EXERCISE DETAILS »
Please retype the entries below exactly, starting at the line that contains "Query: fingers" and continuing through the end of the entries, with both of those ends included.

EXERCISE MATERIALS »

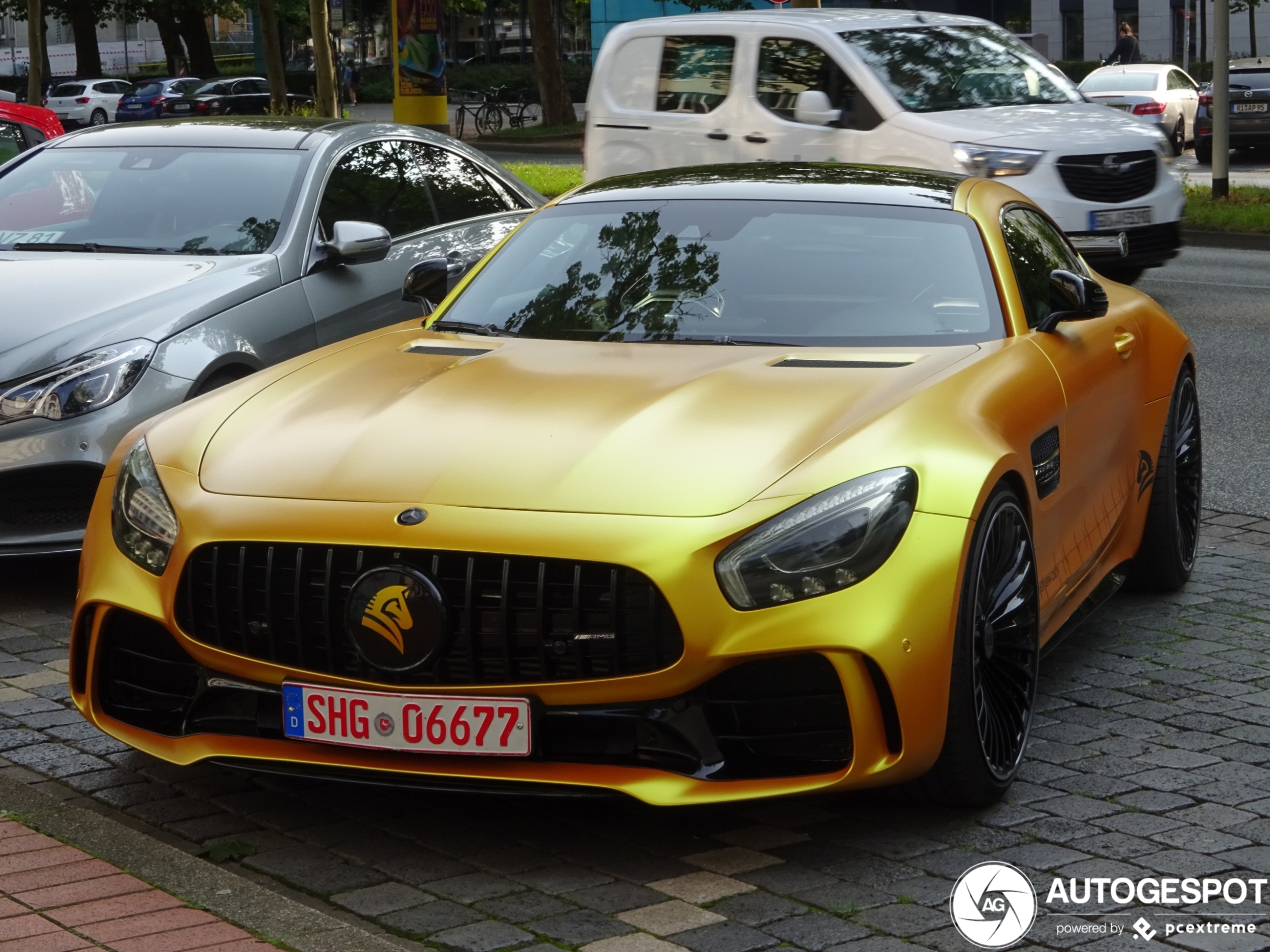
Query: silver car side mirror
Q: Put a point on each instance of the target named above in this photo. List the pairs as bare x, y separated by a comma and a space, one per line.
813, 108
358, 241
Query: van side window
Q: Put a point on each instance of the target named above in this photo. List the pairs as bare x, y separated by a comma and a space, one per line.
696, 74
790, 66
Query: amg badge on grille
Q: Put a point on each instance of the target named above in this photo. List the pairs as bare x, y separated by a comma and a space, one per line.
396, 619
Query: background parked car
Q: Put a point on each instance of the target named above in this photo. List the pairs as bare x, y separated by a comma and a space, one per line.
1158, 93
167, 259
145, 99
86, 102
23, 127
238, 97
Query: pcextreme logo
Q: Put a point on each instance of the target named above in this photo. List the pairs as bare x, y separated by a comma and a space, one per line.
994, 906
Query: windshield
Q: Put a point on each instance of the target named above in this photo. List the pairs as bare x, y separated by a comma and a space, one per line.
180, 201
728, 272
936, 69
1120, 83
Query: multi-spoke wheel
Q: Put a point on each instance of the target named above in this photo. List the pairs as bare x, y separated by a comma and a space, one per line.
1172, 536
995, 659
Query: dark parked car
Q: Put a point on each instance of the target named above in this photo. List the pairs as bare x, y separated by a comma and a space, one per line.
1250, 112
232, 97
145, 99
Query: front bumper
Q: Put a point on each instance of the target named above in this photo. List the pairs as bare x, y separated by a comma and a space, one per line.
887, 640
50, 469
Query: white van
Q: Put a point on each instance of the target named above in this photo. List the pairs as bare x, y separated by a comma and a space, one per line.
890, 88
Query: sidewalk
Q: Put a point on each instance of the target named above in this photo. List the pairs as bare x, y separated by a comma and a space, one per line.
56, 899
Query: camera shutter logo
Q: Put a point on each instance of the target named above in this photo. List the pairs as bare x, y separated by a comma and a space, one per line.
994, 906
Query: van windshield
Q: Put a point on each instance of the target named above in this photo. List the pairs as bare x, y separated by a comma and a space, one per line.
737, 272
939, 69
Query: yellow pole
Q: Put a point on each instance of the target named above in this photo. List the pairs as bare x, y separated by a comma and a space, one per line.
420, 65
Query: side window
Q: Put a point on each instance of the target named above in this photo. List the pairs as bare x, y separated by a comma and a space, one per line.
12, 141
790, 66
696, 74
382, 183
459, 188
1036, 249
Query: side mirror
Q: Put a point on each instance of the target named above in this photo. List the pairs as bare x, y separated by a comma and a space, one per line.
358, 243
1072, 297
813, 108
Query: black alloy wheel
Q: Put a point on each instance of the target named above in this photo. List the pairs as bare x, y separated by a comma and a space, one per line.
995, 661
1170, 539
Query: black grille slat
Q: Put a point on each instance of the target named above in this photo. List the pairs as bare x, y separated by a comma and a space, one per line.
1110, 178
512, 619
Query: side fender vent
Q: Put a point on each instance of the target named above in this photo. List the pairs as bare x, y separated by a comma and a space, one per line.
1046, 462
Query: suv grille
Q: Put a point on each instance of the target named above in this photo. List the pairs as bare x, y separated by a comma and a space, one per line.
1112, 177
512, 619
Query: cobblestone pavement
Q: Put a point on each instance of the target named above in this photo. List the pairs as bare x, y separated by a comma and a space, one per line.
1151, 756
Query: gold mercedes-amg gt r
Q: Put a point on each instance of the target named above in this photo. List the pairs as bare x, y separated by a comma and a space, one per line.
708, 484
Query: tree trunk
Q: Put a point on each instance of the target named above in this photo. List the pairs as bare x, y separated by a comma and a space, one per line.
553, 90
36, 52
324, 66
88, 56
194, 31
274, 67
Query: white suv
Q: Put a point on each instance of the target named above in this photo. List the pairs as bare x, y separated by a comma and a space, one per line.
888, 88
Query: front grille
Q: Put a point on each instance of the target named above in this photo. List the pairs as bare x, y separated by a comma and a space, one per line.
511, 619
48, 495
1110, 178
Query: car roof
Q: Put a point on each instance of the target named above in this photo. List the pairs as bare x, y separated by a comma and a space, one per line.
836, 19
789, 182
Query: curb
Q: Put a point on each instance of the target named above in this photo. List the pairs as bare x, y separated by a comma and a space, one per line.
200, 883
1245, 241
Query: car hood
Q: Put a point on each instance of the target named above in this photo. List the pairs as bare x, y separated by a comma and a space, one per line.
650, 429
1071, 127
60, 304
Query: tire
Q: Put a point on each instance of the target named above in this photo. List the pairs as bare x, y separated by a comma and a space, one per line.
995, 661
1170, 540
219, 379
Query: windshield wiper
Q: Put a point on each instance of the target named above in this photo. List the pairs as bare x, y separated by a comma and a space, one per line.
90, 248
486, 330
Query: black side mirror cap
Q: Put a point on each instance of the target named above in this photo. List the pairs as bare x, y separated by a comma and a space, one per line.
1072, 297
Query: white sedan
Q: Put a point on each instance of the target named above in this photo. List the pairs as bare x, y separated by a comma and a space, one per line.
1158, 93
86, 102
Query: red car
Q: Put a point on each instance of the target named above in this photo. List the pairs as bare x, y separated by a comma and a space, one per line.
23, 127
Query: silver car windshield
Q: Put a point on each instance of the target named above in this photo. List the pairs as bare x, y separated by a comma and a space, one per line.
938, 69
737, 272
159, 200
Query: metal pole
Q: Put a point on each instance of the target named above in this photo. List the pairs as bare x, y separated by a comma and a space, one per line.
1221, 98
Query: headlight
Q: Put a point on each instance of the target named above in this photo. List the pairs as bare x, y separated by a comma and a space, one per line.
79, 386
824, 545
142, 518
990, 161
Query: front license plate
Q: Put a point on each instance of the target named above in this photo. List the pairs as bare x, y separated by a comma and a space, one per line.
1120, 219
431, 724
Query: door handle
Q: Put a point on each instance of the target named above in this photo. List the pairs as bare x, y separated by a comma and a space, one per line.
1124, 342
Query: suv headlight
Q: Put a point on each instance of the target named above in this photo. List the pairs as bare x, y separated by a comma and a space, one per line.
824, 545
79, 386
991, 161
142, 518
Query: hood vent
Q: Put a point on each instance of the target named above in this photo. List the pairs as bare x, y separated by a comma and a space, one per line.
840, 365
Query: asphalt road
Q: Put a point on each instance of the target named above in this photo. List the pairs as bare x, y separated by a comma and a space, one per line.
1222, 299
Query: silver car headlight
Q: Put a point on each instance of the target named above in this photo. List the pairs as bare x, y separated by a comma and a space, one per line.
79, 386
142, 518
994, 161
824, 545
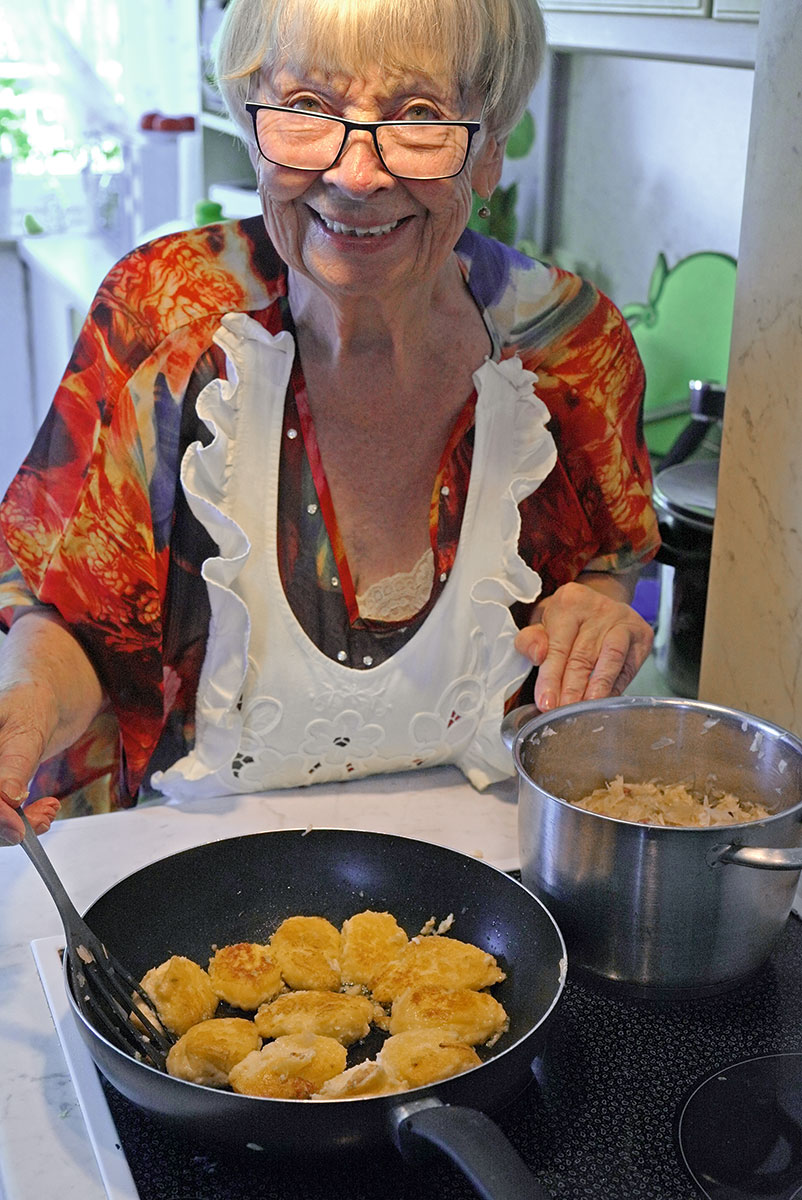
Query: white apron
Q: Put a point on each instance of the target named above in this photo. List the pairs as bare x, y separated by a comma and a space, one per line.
271, 709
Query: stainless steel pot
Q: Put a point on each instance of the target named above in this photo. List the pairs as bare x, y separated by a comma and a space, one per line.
658, 910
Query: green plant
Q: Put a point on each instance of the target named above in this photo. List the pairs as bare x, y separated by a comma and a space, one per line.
502, 222
15, 142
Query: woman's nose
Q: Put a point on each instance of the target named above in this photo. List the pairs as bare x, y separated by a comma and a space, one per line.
359, 167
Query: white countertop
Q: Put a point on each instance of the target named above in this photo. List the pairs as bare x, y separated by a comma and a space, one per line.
45, 1150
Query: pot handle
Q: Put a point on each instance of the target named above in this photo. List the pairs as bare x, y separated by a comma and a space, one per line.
472, 1141
514, 721
762, 857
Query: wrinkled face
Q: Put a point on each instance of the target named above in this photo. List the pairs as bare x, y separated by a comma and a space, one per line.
354, 229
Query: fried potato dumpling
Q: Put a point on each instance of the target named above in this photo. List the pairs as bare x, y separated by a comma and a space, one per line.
328, 1013
307, 952
304, 1056
365, 1079
251, 1078
370, 942
440, 961
473, 1017
181, 993
244, 975
423, 1056
207, 1053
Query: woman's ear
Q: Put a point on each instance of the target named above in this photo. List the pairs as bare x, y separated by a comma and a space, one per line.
488, 167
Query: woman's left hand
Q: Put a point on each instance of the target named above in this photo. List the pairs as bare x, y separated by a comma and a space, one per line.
586, 642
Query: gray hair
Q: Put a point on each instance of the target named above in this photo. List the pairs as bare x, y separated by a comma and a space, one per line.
492, 49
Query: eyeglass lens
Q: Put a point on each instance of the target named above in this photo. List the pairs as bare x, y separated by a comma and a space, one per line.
410, 149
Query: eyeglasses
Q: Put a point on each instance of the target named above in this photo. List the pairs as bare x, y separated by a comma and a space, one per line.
289, 137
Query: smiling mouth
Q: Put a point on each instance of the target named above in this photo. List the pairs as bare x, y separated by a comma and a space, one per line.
364, 232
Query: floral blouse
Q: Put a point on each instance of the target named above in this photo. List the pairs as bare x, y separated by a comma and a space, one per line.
95, 523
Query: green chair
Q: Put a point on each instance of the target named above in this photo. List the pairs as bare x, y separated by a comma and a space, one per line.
682, 334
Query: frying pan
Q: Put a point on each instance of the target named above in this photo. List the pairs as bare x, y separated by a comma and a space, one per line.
241, 888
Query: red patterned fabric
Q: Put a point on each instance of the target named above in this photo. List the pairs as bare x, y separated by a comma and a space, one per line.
95, 523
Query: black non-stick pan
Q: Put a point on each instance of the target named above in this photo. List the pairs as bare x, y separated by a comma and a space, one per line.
241, 888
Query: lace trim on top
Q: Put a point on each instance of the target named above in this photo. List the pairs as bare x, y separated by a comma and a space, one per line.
401, 595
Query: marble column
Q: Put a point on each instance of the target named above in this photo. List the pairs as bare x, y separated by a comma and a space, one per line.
752, 655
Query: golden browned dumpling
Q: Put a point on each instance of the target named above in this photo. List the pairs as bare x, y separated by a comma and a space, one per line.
252, 1078
207, 1053
307, 951
364, 1079
370, 942
181, 993
244, 975
423, 1056
440, 961
329, 1013
303, 1056
473, 1017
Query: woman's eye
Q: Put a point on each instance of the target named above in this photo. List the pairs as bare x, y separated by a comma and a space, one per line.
420, 112
306, 105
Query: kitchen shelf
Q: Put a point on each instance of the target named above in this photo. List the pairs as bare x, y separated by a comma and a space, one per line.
678, 39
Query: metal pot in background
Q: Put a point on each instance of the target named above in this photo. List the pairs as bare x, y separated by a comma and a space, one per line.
663, 911
684, 501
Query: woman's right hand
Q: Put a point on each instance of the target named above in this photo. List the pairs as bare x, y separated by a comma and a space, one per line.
28, 720
49, 694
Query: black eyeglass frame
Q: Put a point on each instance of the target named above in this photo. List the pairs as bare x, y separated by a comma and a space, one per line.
253, 107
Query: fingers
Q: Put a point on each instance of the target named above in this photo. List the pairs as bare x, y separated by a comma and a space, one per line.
588, 646
41, 815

SOLUTION FOR THIS TASK »
Query: fingers
Q: Put a point on each instance of the target named above in this photo. List the pairs as bare x, y separated by a comma and a space, one per line.
588, 646
41, 815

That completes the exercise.